── Extracted data

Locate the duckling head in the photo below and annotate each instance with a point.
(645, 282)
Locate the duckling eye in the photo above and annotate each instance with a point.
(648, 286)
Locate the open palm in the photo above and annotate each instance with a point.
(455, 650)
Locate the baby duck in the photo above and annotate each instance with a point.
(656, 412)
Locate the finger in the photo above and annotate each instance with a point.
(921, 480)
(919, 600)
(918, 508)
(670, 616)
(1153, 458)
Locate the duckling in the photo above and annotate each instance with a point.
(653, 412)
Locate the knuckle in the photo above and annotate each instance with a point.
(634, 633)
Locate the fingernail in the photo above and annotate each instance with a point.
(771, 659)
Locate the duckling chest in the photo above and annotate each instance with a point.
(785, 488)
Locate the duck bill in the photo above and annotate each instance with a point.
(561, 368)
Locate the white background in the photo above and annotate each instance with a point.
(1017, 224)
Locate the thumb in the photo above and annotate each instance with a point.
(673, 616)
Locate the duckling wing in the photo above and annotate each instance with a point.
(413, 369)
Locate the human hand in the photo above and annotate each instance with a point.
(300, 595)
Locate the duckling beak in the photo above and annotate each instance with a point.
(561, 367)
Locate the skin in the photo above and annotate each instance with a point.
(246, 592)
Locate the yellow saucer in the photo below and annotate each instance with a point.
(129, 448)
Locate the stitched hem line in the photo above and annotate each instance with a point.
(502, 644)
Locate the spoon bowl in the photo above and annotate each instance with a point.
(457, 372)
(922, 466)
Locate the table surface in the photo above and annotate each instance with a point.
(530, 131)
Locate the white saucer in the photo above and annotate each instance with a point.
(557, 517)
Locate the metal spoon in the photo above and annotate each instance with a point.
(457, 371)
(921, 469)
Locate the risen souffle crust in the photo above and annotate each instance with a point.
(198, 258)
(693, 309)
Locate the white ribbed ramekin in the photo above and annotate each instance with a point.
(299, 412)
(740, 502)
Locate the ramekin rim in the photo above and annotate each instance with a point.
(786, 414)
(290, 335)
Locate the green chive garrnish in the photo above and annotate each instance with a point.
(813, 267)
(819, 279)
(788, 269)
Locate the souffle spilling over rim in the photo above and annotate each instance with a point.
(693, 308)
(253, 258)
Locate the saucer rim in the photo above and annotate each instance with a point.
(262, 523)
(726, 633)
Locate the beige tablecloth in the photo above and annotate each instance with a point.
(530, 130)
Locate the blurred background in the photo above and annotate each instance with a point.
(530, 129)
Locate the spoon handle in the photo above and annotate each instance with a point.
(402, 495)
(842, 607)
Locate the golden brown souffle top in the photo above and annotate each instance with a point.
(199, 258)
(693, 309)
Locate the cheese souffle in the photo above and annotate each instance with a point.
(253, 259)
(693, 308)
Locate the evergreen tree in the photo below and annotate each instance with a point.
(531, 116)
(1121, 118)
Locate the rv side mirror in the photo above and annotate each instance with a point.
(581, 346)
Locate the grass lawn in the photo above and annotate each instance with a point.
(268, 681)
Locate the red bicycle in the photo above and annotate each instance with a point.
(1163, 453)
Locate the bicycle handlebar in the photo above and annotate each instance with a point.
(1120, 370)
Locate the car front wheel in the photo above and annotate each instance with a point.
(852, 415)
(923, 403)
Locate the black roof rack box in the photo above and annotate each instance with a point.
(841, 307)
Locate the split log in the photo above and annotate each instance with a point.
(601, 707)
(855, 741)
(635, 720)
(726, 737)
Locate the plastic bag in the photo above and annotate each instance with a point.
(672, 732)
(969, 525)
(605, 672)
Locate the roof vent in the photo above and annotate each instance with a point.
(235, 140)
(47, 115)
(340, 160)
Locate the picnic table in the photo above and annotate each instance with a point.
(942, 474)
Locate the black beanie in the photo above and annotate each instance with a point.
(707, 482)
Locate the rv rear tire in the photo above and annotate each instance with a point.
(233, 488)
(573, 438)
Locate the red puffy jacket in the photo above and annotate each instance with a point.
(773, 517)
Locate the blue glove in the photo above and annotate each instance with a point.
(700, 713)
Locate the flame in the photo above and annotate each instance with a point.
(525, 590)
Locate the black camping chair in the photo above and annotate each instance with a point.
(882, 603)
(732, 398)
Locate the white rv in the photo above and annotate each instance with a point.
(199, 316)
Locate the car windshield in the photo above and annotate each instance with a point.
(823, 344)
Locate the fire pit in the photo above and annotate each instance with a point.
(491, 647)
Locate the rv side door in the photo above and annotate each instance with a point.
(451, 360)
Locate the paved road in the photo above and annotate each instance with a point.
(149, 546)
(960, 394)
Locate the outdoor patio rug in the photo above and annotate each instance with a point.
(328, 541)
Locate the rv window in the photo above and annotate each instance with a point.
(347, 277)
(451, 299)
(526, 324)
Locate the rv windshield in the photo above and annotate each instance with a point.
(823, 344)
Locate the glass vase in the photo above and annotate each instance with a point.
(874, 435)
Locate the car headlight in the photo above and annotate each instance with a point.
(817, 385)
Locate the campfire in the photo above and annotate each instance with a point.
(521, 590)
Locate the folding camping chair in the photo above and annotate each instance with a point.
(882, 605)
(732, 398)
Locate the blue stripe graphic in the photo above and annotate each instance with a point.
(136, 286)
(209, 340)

────

**Exercise task:** Reproduce all of the material above word for word.

**Result of the exercise:**
Locate the duckling head in the photo below and annotate each instance with a point.
(645, 282)
Locate the duckling eye in the photo above and annotate each instance with a point.
(648, 286)
Locate the open palm in the photo above and annotate each instance with a point.
(455, 650)
Locate the baby duck in the photo above and annotate each instance with a point.
(656, 412)
Locate the finger in the photo above and annotate each instance with a point.
(921, 480)
(919, 600)
(918, 508)
(670, 616)
(1153, 458)
Locate the duckling in the photo above and annotate each instance with a point.
(653, 412)
Locate the knuckle in the photo above and annotate each instance with a point.
(634, 633)
Locate the fingernail in the photo above and annotate each instance with a point.
(771, 659)
Locate the duckling chest in the photo above and annotate each instance with a point.
(785, 488)
Locate the duck bill in the photo above and annotate each instance with a point.
(561, 368)
Locate the white background in the photo above and annotate each instance with a point.
(1017, 224)
Locate the thumb in the photo above and annotate each instance with a point.
(673, 616)
Locate the duckling wing in the photo above and annotate each instance with a point.
(413, 369)
Locate the human hand in the photo above and annotate each instance with a point.
(300, 595)
Locate the duckling beak in the photo above and annotate each instance with a point.
(561, 367)
Locate the skin in the photo above and annotate each instance with a point.
(246, 592)
Locate the yellow saucer in the photo below and annotate each instance with a point.
(129, 448)
Locate the stitched hem line in the photo above and annotate each instance with a point.
(502, 644)
Locate the spoon bowl in the photo above and annotate each instance with a point.
(457, 372)
(922, 466)
Locate the table surface in the photo above and annotate each instance with a point.
(530, 131)
Locate the white saucer in the photo above and annotate each instance with a point.
(557, 517)
Locate the metal spoon in the photo above and annotate each instance with a point.
(457, 371)
(921, 469)
Locate the risen souffle crust in the photo above and annotate each instance with a point.
(198, 258)
(693, 309)
Locate the white ribbed ramekin in the photo above and annotate each instance with a point.
(299, 412)
(740, 502)
Locate the ramekin rim in the photo above and annotate each instance with a point.
(786, 414)
(290, 335)
Locate the green chive garrnish in the photo above and annotate each instance with a point.
(813, 267)
(819, 279)
(788, 269)
Locate the souffle spilling over rim in the photo above and annotate each instance with a point.
(693, 308)
(253, 258)
Locate the saucer rim in the photo above and annotate each instance with a point.
(262, 523)
(726, 633)
Locate the beige tablecloth in the photo above and annotate each instance with a point.
(530, 130)
Locate the blurred background in the photo above and annotate each instance with a point.
(530, 129)
Locate the spoon handle in the photo above and annotate each instance with a point.
(402, 495)
(842, 607)
Locate the golden brown souffle top in the photo above and annotate each instance with a point.
(199, 258)
(693, 309)
Locate the cheese souffle in the photo above and annotate each instance with a point.
(253, 259)
(693, 308)
Locate the evergreen tree in the photo below and annotate each instance with a point.
(531, 116)
(1121, 118)
Locate the rv side mirror in the photo above and annotate each instance with a point.
(581, 346)
Locate the grass lawn in the photo above and annotate each instance with a point.
(268, 681)
Locate the red bicycle in the photo above and annotate each instance with a point.
(1163, 453)
Locate the bicycle handlebar in the photo above and annotate each instance with a point.
(1120, 370)
Locate the car front wheel in the photo above and annotate each instance with a point.
(852, 415)
(923, 403)
Locate the black roof rack box in the photo above and annotate each instance with a point.
(841, 307)
Locate the split log in the photo above and annotate each instance with a point.
(601, 707)
(855, 741)
(635, 720)
(726, 737)
Locate the plastic bag in the photo above and annotate each instance with a point.
(672, 732)
(969, 525)
(605, 672)
Locate the roof vent in the photo above and annotate each instance with a point.
(235, 140)
(47, 115)
(340, 160)
Locate the picnic table in the photo above and annotate each instance with a point.
(942, 474)
Locate the black beanie in the photo above and annotate each instance with a point.
(707, 482)
Locate the rv rear tire in the photo above and annotate each instance with a point.
(233, 488)
(573, 438)
Locate the red puffy jacket in the photo above and annotate each instance with a point.
(773, 517)
Locate the blue glove in the photo above and annotate each instance with a point.
(700, 713)
Locate the flame in the photo above and annotate each instance with a point.
(525, 590)
Locate the black camping chair in the photo above and annotate each instance with a point.
(882, 603)
(732, 398)
Locate the white rv in the photo above and annotate each instance with a point.
(199, 316)
Locate the car windshield in the photo above and annotate each instance with a point.
(823, 344)
Locate the fire pit in the photo above and annotate each instance with a point.
(491, 647)
Locate the rv side door in the photo above and annotate each instance with a point.
(451, 360)
Locate the paved road in the photo above and annotate each instance with a point.
(149, 546)
(960, 394)
Locate the outdoor patio rug in the photo above and annotate each instance with a point.
(328, 541)
Locate the rv window in the photo above and annotate each instance with a point.
(347, 277)
(451, 299)
(526, 324)
Locate the rv windshield in the photo above and annotate each instance with a point.
(823, 344)
Locate the glass vase in the photo above and annotate each instance with a point.
(874, 435)
Locate the car headlight in the photo above and annotate each instance with a point.
(817, 385)
Locate the campfire in the photo above and annotate each instance with a point.
(521, 590)
Locate the folding camping chair in the photo above and annotate each instance with a point.
(882, 605)
(732, 398)
Locate the blue stripe graphic in the photo above and annotate each instance with a point.
(136, 286)
(209, 340)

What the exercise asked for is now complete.